What the exercise asks
Rewrite the lines of the records below as a numbered list, from the line with "the green plastic" to the line with "x=194, y=100", both included. Leave out blank lines.

Given information
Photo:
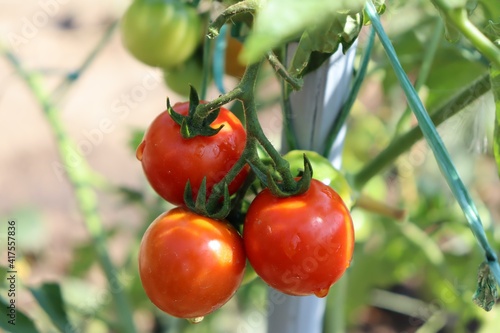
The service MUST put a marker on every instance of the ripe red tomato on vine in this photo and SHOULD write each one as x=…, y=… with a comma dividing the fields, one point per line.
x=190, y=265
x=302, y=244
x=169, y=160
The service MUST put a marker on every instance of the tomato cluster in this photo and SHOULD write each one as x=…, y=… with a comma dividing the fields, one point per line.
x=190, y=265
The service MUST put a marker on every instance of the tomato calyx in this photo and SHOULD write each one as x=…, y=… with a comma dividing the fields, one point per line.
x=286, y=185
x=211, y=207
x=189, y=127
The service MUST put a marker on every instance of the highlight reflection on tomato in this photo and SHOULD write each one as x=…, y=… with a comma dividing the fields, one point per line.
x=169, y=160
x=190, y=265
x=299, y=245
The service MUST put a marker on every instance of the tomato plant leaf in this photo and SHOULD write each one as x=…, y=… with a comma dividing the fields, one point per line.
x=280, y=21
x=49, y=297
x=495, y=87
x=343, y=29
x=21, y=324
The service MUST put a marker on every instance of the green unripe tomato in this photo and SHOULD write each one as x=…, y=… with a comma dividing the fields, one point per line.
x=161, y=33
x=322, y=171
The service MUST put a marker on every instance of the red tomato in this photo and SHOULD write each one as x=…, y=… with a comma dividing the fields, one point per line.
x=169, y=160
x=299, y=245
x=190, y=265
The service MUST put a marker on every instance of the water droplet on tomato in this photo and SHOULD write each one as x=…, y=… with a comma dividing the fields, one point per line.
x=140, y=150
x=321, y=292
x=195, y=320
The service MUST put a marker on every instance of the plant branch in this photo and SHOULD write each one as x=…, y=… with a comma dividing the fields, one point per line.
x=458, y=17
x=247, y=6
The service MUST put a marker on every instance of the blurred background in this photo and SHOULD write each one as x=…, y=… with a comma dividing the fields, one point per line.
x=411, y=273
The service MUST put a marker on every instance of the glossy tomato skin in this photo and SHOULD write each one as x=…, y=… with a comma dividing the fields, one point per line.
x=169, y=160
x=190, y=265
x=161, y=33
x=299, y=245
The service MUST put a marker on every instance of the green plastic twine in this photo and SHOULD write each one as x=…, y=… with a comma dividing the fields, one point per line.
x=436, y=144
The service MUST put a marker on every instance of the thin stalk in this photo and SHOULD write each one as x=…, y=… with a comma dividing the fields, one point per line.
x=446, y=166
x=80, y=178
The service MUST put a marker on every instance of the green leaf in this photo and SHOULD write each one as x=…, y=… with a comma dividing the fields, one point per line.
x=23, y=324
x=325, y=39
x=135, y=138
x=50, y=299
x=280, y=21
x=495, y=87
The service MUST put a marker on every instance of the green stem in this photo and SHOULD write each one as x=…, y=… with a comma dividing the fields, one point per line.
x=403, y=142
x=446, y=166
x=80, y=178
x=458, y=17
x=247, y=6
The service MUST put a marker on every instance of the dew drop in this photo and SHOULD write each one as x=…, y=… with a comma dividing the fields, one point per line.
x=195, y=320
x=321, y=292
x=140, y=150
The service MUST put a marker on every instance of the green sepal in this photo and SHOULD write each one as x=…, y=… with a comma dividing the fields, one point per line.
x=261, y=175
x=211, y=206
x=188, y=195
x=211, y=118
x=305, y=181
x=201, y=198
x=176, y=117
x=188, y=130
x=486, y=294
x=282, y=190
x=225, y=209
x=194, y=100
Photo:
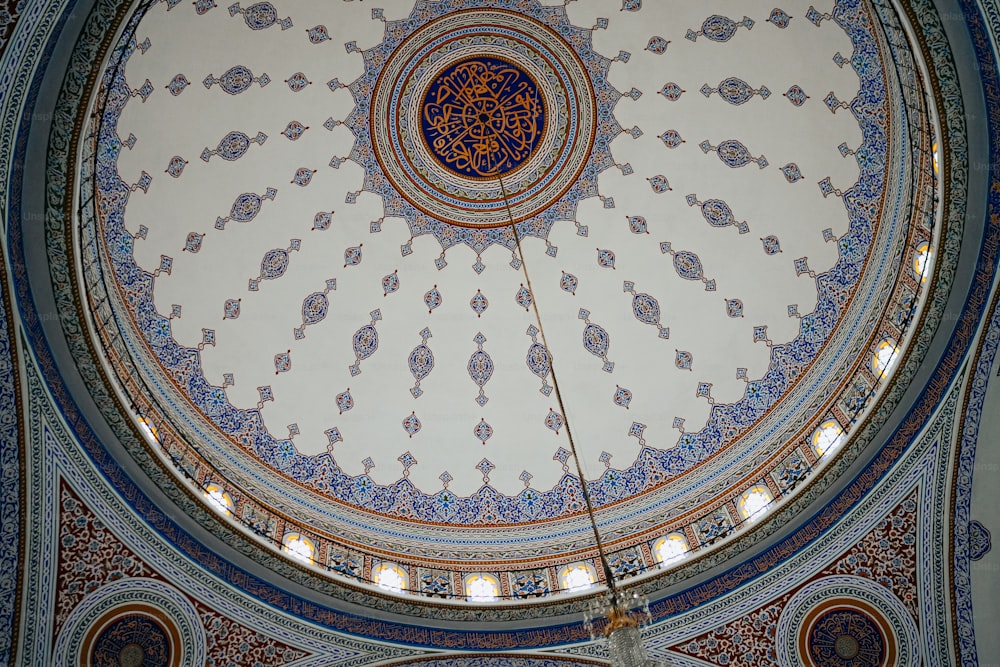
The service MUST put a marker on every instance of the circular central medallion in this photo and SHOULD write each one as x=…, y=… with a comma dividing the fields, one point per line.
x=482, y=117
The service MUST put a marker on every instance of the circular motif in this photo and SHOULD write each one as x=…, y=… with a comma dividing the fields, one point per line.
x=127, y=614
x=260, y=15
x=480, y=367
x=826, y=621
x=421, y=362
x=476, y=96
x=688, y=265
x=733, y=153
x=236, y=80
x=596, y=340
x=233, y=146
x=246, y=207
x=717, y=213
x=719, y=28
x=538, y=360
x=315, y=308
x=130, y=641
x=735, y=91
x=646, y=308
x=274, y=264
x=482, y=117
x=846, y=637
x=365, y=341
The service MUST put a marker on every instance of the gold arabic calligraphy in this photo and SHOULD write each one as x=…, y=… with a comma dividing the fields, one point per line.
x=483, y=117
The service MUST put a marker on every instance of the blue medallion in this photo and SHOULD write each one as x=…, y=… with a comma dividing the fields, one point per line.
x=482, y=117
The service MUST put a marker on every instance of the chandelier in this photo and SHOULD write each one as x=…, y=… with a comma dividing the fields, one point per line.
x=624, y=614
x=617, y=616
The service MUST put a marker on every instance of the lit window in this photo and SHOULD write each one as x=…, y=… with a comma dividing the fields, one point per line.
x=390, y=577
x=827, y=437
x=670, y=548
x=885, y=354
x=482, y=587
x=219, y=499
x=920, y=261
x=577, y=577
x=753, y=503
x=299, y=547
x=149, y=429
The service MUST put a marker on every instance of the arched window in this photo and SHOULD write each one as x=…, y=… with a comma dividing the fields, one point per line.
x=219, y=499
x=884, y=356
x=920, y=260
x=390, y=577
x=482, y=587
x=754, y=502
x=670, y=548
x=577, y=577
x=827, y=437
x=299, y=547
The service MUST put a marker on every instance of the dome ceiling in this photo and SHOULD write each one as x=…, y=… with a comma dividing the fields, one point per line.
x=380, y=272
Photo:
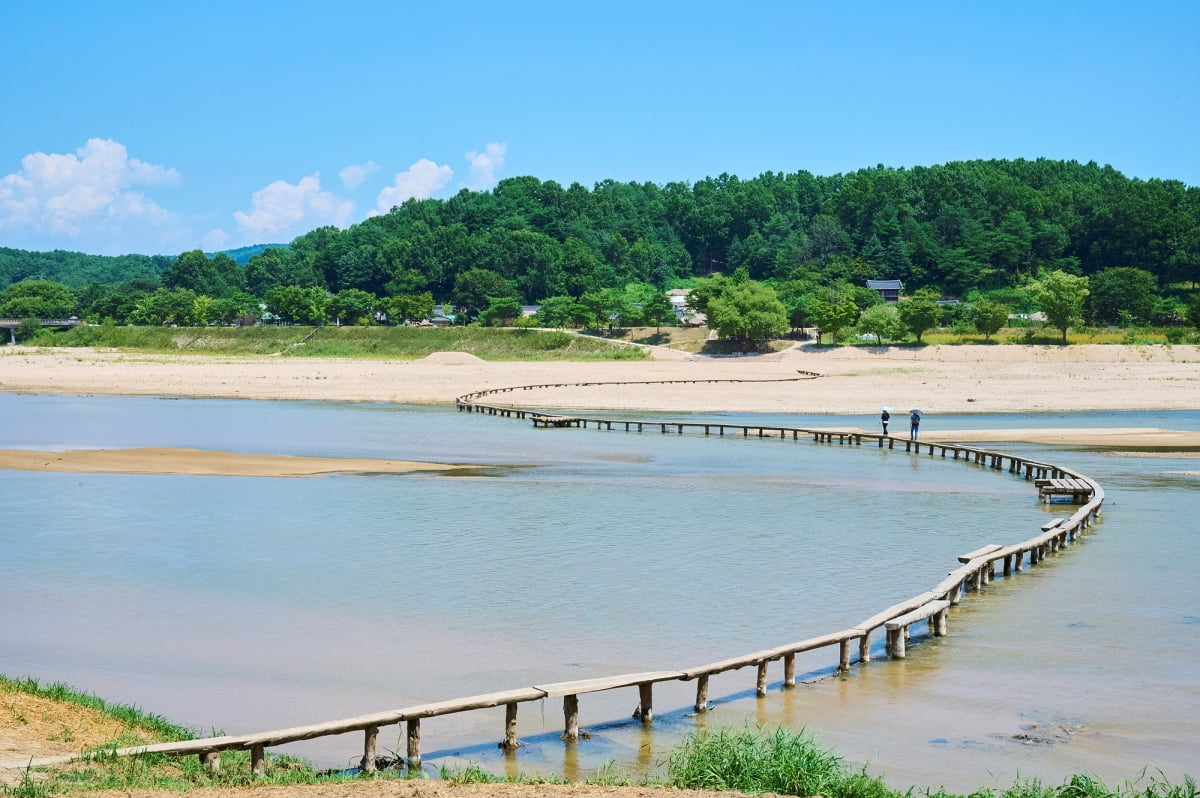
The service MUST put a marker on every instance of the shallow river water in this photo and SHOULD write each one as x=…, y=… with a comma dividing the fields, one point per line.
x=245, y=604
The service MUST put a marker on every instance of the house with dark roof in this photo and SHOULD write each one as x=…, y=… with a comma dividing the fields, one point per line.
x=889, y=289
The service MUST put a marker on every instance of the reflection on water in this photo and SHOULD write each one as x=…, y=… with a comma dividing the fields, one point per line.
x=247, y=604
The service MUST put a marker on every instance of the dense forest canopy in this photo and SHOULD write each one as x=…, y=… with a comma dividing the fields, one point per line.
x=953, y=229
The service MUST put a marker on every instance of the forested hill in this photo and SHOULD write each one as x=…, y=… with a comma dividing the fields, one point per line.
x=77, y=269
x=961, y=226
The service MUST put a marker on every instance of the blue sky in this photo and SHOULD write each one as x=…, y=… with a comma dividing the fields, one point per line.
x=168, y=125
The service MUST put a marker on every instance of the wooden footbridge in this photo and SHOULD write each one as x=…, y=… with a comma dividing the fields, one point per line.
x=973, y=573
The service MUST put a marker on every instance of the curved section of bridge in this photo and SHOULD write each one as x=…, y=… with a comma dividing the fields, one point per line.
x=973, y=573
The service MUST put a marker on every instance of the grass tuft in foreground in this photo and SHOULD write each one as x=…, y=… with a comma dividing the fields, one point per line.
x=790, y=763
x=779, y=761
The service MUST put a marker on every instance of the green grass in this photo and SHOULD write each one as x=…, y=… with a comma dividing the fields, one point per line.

...

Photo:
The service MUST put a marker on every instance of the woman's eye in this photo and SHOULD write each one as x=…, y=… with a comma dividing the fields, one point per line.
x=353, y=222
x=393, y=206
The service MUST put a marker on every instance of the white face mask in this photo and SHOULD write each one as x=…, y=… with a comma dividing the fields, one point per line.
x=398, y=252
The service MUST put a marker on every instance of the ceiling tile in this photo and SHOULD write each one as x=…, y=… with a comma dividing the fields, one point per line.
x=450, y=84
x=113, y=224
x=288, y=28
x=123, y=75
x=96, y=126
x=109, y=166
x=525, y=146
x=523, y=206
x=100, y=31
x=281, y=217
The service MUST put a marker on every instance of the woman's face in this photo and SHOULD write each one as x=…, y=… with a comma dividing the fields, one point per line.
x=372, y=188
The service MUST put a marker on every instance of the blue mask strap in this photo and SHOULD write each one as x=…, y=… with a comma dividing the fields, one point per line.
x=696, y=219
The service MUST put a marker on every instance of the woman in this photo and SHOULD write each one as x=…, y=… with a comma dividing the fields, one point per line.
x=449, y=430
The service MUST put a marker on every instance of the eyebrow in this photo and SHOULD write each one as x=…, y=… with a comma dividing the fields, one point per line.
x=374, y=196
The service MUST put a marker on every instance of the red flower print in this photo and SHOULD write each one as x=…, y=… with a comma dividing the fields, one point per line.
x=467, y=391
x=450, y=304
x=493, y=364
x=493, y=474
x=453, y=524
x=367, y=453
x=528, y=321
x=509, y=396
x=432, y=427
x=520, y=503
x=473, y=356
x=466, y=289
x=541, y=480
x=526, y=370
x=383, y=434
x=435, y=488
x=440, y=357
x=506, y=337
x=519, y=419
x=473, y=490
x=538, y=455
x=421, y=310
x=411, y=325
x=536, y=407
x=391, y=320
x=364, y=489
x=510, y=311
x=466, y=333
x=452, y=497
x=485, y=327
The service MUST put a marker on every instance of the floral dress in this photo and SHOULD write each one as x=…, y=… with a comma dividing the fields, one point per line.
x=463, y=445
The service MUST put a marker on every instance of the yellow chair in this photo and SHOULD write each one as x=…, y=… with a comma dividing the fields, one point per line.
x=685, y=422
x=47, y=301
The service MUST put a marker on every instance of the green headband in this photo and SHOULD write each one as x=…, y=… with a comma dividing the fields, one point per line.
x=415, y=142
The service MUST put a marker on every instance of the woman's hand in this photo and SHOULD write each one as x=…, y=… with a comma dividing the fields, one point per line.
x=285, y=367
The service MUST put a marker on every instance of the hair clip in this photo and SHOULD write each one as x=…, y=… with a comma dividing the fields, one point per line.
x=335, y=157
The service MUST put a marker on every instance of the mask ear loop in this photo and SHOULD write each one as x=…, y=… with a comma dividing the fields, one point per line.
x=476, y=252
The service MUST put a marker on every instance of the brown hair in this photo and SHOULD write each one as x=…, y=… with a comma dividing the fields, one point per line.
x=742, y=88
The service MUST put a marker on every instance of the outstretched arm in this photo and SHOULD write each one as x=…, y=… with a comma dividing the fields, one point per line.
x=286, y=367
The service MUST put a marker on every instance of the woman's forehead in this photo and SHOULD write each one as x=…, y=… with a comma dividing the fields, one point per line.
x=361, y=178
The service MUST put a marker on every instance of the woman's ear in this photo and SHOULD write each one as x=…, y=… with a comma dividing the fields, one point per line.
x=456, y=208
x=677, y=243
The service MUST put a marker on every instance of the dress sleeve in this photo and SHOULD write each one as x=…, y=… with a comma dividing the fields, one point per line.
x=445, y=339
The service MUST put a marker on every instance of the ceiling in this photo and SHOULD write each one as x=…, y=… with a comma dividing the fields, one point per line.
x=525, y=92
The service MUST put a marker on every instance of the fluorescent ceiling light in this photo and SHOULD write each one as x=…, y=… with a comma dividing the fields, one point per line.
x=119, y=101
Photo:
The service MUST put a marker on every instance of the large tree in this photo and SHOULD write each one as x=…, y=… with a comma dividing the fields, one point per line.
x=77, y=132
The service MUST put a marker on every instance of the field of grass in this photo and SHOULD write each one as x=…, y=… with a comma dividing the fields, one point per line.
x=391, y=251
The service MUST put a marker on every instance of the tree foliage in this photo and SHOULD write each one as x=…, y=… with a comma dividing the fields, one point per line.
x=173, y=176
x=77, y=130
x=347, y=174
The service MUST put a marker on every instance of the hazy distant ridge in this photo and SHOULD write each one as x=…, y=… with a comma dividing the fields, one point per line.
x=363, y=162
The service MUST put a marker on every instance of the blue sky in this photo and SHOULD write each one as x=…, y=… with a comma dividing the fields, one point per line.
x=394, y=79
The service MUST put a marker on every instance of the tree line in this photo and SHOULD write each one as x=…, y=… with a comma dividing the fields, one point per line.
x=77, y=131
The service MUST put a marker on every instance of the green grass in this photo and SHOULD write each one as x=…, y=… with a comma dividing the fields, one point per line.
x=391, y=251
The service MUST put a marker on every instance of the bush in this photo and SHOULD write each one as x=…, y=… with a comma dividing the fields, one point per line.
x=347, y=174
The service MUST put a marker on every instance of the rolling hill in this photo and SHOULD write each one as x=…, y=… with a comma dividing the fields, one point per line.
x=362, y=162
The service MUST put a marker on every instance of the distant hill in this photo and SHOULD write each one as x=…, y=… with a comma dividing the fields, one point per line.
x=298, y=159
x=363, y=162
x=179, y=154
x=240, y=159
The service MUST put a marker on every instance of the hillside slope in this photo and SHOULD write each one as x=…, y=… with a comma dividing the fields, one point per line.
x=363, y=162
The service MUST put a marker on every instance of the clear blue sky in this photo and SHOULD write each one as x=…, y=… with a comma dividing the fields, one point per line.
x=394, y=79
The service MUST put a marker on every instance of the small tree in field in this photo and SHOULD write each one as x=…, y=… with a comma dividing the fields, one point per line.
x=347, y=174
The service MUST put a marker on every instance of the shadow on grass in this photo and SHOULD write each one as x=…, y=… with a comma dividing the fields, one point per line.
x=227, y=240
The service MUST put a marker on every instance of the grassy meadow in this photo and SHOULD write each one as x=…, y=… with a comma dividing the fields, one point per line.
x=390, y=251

Exercise output
1. The service MUST put a marker on every instance of the green plastic twine in this photo and SHOULD write each one as x=…, y=… with a comma dividing the fields, one point per line.
2. x=436, y=144
3. The service MUST put a marker on every instance of the thin stalk in this photo and SHOULD write each one as x=…, y=… with a comma dividing the fields, one point per line.
4. x=446, y=166
5. x=80, y=178
6. The service MUST put a marker on every instance of the green leaf in this photo and SHOULD write each one as x=…, y=… with a comma dividing the fields, one point per line.
7. x=23, y=324
8. x=325, y=39
9. x=135, y=138
10. x=50, y=299
11. x=280, y=21
12. x=495, y=87
13. The service MUST put a marker on every instance of the green stem in this photo and SHOULD write each one as x=…, y=… with a comma dividing the fields, one point per line.
14. x=403, y=142
15. x=446, y=166
16. x=80, y=178
17. x=458, y=17
18. x=247, y=6
19. The service MUST put a marker on every instance of the dew drop in this photo and SHOULD write each one as x=…, y=… with a comma dividing the fields, one point per line.
20. x=195, y=320
21. x=321, y=292
22. x=140, y=150
23. The service MUST put a marker on every instance of the green sepal in this photo and SHOULD write each one as x=…, y=… with a comma dividing the fields, one point per line.
24. x=261, y=175
25. x=211, y=206
26. x=188, y=195
27. x=211, y=118
28. x=305, y=181
29. x=201, y=198
30. x=176, y=117
31. x=188, y=130
32. x=486, y=294
33. x=282, y=190
34. x=225, y=209
35. x=194, y=100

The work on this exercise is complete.